— SOURCE PASSAGE —
--- Begin ---
Here's the construction of $\ g\ $ promised above. Define \begin{align} h_1(x)&\ed\sum_{i=1}^r\frac{\lambda_i\prod_\limits{j=1,j\ne i}^r\big(x-\rho_j\big)}{\prod_\limits{j=1,j\ne i}^r\big(\rho_i-\rho_j\big)}\\ h_2(x)&\ed\sum_{i=1}^r\frac{\big(h_1'\big(\rho_i\big)-1\big)\prod_\limits{j=1,j\ne i}^r\big(x-\rho_j\big)}{\left(\prod_\limits{j=1,j\ne i}^r\big(\rho_i-\rho_j\big)\right)^2}\\ h_3(x)&\ed\prod_{j=1}^r\big(x-\rho_j)\ \ \text{ and}\\ g(x)&\ed h_1(x)-h_2(x)h_3(x)\ . \end{align} The first two definitions use the Lagrange interpolation formula to obtain polynomials satisfying \begin{align} h_1\big(\rho_i\big)&=\lambda_i\ \ \ \text{ and}\\ h_2\big(\rho_i\big)&=\frac{h_1'\big(\rho_i\big)-1}{\prod_\limits{j=1,j\ne i}^r\big(\rho_i-\rho_j\big)} \end{align} for $\ 1\le i\le r\ ,$ and $\ h_3\ $ has the properties \begin{align} h_3\big(\rho_i\big)&=0\ \ \ \text{ and}\\ h_3'\big(\rho_i\big)&=\prod_\limits{j=1,j\ne i}^r\big(\rho_i-\rho_j\big) \end{align} for $\ 1\le i\le r\ .$ Therefore \begin{align} g\big(\rho_i\big)&=h_1\big(\rho_i\big)-h_2\big(\rho_i\big)h_3\big(\rho_i\big)\\ &=h_1\big(\rho_i\big)\\ &=\lambda_i\ \ \ \text{ and}\\ g'\big(\rho_i\big)&=h_1'\big(\rho_i\big)-h_2'\big(\rho_i\big)h_3\big(\rho_i\big)-h_2\big(\rho_i\big)h_3'\big(\rho_i\big)\\ &=h_1'\big(\rho_i\big)-h_2\big(\rho_i\big)h_3'\big(\rho_i\big)\\ &=h_1'\big(\rho_i\big)-\left(\frac{h_1'\big(\rho_i\big)-1}{\prod_\limits{j=1,j\ne i}^r\big(\rho_i-\rho_j\big)}\right)\prod_\limits{j=1,j\ne i}^r\big(\rho_i-\rho_j\big)\\ &=1 \end{align} for $\ 1\le i\le r\ ,$ as required.
--- End ---
— RECORD EXTRACTS —
--- Begin ---
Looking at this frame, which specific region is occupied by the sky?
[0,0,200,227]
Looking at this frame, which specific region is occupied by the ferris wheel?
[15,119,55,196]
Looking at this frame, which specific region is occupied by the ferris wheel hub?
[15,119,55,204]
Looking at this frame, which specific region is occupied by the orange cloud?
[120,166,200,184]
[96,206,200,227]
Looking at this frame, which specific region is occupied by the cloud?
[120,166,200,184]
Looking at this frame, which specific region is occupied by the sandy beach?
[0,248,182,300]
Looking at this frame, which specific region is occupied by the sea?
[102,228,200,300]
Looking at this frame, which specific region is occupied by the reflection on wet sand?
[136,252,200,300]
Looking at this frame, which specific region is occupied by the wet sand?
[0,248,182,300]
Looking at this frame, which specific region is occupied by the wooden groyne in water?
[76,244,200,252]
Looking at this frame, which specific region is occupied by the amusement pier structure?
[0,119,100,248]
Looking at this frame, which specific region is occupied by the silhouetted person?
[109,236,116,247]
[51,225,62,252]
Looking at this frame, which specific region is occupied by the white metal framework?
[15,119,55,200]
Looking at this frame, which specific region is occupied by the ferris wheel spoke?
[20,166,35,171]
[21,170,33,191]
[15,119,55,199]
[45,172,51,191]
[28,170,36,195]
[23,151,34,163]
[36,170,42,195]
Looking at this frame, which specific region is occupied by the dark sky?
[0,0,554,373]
--- End ---
--- Begin ---
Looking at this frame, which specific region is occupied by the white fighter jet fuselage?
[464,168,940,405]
--- End ---
--- Begin ---
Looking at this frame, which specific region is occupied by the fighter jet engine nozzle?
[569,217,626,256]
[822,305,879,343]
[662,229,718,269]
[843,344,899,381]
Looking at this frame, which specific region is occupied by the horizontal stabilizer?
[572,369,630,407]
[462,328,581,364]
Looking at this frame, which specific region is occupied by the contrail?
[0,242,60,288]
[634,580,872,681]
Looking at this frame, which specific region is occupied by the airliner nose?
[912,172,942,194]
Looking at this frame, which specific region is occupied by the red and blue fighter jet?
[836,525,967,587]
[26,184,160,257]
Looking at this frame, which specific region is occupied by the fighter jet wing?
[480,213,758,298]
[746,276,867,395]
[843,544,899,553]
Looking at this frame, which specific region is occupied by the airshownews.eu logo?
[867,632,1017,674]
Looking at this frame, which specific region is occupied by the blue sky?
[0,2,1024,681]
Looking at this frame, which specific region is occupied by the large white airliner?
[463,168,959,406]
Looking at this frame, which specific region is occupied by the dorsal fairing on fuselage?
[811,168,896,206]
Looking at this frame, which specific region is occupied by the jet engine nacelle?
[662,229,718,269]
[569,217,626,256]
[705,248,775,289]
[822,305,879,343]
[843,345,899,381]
--- End ---
— EXERCISE PROMPT —
Answer these questions from the text on the construction of g:
(a) Which formula do the first two definitions use to obtain their polynomials?
(b) What value does h₃ take at each ρᵢ?
(c) What value does g′ take at each ρᵢ?
None of the lines needs to be consulted for this exercise.

— COMPLETED TASK —
(a) The Lagrange interpolation formula.
(b) 0.
(c) 1.